WHAT TO DO ->
**a.** Retype the Arkansas abortion text word for word, everything from "In mid-October, Planned" down to "discuss the implications.".
**b.** Pick up the text on abortion politics in Arkansas where it stops and keep writing.

In early November, the 23rd annual Arkansas Poll was released, which conducted 800 telephone interviews with randomly selected adults across the state, and found 41 percent of all very likely voters support laws that would make it harder to get an abortion. More than a quarter of very likely voters think abortion should be illegal under all circumstances, the highest percentage ever found in this poll, according to Charisse Dean of the Little Rock-based Family Council, a conservative research and advocacy group

Last month the national anti-abortion organization, Americans United for Life, ranked Arkansas as “the most pro-life state” in the country for the second year in a row. Arkansas already requires individuals seeking abortion to undergo a mandatory 72-hour waiting period, as well as to get two in-person visits at an abortion facility. Telemedicine for abortion is banned in Arkansas, and patients can access abortion only up to 20 weeks postfertilization, or 22 weeks’ gestation.

In mid-October, Planned Parenthood Great Plains Votes announced it would be launching an “aggressive statewide campaign” in Arkansas to defeat the proposed Texas copycat abortion ban. Among other things the organization said it had hired additional organizing and communications staff dedicated to the effort, would be hosting in-person and virtual events across the state to educate voters, and would be contacting over 20,000 state residents to discuss the implications.

DATA RECORDS ->
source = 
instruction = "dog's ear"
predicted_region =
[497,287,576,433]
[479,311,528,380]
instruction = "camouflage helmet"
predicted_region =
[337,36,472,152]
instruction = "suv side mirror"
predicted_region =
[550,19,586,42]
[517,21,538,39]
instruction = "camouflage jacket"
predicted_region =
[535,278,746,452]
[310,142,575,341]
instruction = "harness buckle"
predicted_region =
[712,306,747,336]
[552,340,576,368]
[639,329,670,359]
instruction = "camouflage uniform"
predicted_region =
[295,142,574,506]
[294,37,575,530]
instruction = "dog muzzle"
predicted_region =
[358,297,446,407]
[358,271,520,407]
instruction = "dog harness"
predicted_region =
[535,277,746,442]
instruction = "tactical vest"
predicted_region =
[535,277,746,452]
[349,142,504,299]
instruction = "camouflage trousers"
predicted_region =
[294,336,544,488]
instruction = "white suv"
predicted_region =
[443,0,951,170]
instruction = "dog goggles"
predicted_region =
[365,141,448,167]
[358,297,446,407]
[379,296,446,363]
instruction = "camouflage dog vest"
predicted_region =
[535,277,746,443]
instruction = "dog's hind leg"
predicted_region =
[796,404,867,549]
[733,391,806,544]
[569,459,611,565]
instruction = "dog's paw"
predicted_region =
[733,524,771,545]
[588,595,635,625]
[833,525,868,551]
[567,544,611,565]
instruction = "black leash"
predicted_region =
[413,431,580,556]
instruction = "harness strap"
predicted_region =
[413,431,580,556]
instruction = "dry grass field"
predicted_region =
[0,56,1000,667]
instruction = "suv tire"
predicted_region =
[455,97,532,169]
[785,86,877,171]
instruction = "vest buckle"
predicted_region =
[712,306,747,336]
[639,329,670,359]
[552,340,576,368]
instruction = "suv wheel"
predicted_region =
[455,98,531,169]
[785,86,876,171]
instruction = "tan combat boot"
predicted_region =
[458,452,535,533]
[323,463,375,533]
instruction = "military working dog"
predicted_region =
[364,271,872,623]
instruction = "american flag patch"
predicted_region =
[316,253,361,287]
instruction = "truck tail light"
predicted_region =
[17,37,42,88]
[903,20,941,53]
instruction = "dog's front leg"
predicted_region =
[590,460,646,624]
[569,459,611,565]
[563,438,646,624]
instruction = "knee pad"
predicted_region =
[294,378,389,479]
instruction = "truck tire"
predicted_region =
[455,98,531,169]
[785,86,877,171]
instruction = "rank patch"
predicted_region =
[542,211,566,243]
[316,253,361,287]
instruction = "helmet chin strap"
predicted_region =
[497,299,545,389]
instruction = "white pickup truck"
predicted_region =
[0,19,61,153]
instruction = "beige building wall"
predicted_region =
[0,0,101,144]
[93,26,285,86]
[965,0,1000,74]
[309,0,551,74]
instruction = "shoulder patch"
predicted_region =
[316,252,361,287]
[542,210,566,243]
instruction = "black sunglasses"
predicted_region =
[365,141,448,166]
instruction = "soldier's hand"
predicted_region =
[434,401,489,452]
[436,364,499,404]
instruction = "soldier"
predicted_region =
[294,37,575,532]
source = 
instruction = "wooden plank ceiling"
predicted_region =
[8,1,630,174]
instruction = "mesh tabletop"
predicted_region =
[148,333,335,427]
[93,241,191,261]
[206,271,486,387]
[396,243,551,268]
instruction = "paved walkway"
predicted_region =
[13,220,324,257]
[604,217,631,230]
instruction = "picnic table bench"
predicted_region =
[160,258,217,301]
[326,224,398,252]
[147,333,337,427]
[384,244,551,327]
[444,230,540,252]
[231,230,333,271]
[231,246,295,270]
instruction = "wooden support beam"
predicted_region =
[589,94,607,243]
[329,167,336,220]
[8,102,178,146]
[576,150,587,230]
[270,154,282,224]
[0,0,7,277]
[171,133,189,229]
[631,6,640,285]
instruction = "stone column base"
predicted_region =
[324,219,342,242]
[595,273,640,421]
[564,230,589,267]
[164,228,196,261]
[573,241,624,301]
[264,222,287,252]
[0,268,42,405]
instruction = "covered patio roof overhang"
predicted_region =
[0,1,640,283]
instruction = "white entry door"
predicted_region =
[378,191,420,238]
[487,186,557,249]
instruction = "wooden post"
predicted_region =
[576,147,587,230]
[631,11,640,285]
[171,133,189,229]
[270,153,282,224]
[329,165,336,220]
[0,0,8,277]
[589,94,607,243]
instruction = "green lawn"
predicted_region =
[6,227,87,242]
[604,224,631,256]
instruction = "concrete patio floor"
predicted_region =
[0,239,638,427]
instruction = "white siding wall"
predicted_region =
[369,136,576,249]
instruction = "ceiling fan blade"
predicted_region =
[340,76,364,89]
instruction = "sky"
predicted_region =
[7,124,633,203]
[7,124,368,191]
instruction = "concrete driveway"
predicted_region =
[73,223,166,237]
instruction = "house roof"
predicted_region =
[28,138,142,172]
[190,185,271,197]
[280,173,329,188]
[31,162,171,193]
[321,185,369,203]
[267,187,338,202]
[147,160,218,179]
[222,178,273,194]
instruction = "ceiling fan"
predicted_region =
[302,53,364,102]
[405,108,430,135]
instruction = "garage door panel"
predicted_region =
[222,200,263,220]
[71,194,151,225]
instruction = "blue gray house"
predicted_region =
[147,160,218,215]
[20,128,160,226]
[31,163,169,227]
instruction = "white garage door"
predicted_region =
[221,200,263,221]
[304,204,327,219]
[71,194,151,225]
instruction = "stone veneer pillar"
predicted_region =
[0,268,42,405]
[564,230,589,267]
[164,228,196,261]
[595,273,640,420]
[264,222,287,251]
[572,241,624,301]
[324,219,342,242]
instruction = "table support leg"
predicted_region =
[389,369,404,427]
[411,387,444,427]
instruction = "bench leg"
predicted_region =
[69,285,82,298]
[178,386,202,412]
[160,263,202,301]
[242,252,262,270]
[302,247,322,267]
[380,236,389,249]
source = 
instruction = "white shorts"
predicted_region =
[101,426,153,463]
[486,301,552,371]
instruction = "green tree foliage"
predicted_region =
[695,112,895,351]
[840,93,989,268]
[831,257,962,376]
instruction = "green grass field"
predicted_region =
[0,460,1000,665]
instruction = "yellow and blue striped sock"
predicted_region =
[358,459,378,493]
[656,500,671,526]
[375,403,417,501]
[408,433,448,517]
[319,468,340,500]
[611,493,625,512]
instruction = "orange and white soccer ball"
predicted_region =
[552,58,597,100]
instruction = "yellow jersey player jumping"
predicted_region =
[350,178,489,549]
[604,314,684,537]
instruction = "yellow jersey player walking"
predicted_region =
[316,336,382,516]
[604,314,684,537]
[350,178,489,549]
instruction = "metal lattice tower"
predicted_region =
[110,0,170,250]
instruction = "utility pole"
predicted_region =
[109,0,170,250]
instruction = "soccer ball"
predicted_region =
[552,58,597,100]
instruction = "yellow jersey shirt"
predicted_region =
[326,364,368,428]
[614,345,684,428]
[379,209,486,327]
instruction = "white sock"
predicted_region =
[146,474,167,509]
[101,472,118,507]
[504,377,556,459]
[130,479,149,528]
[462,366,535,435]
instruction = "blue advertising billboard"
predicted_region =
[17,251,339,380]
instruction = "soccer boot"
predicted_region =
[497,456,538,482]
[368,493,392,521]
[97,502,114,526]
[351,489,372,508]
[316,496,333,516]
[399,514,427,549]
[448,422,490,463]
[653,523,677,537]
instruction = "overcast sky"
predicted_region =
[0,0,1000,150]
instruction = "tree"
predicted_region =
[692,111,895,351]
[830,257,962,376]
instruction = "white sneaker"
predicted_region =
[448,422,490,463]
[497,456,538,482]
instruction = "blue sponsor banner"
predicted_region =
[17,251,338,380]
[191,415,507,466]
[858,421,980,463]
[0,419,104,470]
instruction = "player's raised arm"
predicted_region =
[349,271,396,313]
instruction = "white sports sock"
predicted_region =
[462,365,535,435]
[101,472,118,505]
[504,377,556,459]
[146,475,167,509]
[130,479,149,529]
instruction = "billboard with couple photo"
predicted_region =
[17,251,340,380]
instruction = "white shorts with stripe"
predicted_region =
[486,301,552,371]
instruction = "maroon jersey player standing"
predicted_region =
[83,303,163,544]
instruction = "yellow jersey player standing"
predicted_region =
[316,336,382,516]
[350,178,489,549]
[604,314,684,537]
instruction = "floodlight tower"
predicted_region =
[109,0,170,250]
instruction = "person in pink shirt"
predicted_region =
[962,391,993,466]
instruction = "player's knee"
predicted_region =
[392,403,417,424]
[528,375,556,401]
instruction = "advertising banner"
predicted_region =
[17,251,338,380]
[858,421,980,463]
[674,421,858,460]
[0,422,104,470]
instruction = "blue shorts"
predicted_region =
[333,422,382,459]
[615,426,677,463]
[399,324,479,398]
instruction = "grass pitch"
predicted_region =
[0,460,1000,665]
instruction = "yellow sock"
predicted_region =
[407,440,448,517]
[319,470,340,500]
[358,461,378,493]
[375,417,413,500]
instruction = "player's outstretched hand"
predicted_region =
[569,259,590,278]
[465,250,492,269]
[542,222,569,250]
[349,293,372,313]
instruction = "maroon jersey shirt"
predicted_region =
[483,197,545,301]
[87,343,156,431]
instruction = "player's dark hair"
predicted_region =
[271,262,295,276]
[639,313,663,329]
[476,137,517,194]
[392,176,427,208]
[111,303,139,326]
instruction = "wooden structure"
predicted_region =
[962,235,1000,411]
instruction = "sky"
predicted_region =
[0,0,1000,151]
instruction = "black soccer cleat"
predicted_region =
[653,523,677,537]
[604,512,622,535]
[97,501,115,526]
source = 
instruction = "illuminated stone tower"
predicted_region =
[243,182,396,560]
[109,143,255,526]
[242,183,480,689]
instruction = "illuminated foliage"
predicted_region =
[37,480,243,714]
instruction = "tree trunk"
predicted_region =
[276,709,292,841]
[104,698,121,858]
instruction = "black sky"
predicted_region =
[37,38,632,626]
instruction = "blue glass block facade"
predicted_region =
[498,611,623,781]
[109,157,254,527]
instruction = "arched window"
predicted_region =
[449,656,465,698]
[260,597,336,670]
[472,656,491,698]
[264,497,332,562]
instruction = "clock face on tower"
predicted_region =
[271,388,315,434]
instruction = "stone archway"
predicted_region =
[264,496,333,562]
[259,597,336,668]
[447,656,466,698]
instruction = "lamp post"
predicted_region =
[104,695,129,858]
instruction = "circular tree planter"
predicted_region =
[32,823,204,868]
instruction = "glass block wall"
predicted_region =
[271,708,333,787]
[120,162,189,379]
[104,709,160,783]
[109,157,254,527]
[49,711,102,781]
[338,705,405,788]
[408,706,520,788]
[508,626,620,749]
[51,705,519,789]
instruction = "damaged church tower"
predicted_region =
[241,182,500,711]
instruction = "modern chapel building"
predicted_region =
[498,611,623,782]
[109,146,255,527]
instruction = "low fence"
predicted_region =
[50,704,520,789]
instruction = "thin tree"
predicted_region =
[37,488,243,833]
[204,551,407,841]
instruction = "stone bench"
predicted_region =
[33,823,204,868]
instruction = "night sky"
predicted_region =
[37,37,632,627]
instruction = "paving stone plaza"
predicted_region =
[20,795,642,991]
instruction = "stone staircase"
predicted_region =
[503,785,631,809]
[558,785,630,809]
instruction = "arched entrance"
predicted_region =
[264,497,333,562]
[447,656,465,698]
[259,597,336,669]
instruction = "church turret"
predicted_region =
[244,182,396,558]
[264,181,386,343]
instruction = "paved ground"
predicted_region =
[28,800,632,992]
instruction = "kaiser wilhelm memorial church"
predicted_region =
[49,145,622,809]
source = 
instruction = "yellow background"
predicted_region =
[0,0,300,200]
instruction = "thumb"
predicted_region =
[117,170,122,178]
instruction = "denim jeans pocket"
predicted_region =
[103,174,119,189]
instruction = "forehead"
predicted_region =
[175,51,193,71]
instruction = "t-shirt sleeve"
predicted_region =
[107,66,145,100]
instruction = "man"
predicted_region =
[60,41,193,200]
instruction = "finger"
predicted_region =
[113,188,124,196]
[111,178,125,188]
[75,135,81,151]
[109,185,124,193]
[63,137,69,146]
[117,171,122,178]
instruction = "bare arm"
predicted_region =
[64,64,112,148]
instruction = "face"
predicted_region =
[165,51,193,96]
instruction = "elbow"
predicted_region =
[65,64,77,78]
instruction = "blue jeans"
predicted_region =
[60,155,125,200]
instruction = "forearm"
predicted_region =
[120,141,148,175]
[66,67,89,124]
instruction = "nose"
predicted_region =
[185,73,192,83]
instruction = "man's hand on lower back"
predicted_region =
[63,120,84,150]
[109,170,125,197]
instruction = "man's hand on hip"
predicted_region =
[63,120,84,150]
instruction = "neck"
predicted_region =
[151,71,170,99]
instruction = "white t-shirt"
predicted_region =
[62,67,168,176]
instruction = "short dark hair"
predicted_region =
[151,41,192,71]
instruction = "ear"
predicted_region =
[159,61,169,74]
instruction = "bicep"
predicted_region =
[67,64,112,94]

RESPONSES PER TASK ->
**a.**
In mid-October, Planned Parenthood Great Plains Votes announced it would be launching an “aggressive statewide campaign” in Arkansas to defeat the proposed Texas copycat abortion ban. Among other things the organization said it had hired additional organizing and communications staff dedicated to the effort, would be hosting in-person and virtual events across the state to educate voters, and would be contacting over 20,000 state residents to discuss the implications.

**b.**
“We’ve also really been targeting the legislature to help them understand the human impact,” said Emily Wales, the interim president and CEO of Planned Parenthood Great Plains.

Following the passage of SB 8 in Texas, visits by abortion-seekers into Arkansas jumped significantly. In September, Texas patients comprised 19 percent of Little Rock Family Planning Services’ caseload, after being less than 2 percent in August.

Many people are also traveling from Texas to Oklahoma for abortion care, though Oklahoma has passed its own wave of new abortion restrictions. In September, Planned Parenthood filed a lawsuit to block five of these new restrictions, which were set to take effect in November. The litigation has been successful; all five of the Oklahoma laws have been temporarily blocked so far.

More public-facing organizing against a Texas copycat law, Wales said, was delayed in Arkansas because the special session was pushed back from October. Advocates had said in mid-November that they expect in-person events against a copycat ban to pick up if and when Rapert’s bill is formally introduced.

“We will have in-person rallies outside the capitol,” Wales said. “If Texas has taught us anything it’s that you have to be really visible about what the outcomes are. We’re seeing patients in Texas who are shocked that their legislature passed [SB 8] and they weren’t paying attention before.”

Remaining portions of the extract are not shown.